[Start of Attachment]
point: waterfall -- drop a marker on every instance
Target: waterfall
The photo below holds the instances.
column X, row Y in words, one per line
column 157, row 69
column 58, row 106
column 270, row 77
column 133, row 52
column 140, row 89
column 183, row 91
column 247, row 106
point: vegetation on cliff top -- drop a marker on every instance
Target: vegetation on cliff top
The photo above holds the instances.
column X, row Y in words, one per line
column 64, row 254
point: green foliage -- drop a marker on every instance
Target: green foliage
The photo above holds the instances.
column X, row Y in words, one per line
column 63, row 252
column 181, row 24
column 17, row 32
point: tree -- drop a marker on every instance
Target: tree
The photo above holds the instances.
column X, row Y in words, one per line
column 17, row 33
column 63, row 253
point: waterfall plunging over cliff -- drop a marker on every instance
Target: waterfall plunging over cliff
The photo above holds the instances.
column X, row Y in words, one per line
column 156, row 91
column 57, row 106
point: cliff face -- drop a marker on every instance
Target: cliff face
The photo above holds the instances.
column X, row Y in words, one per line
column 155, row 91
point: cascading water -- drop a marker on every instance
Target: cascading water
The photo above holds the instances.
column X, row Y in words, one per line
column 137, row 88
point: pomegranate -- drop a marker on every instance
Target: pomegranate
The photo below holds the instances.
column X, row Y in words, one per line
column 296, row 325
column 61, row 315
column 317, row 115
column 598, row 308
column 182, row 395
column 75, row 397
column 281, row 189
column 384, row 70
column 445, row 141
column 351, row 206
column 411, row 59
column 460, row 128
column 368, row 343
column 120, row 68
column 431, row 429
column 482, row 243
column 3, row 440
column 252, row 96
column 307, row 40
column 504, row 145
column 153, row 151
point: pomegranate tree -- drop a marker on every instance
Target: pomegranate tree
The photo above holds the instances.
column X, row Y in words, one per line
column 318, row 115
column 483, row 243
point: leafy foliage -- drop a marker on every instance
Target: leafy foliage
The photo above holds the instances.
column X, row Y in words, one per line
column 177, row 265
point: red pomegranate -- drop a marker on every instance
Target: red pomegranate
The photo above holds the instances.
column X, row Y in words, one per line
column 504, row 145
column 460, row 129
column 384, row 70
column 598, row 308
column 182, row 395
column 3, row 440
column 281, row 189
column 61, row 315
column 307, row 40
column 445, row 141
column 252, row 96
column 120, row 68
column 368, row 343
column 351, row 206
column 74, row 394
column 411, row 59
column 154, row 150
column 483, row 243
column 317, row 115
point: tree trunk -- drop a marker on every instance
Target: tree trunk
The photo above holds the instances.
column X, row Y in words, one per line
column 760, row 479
[End of Attachment]
Using the records above, select and copy every line that has the word "tree".

point: tree -- drop a marker on every instance
Target: tree
point: pomegranate tree -- drop a marker on every instance
Target: pomegranate tree
point: tree trunk -- drop a marker on every instance
Target: tree trunk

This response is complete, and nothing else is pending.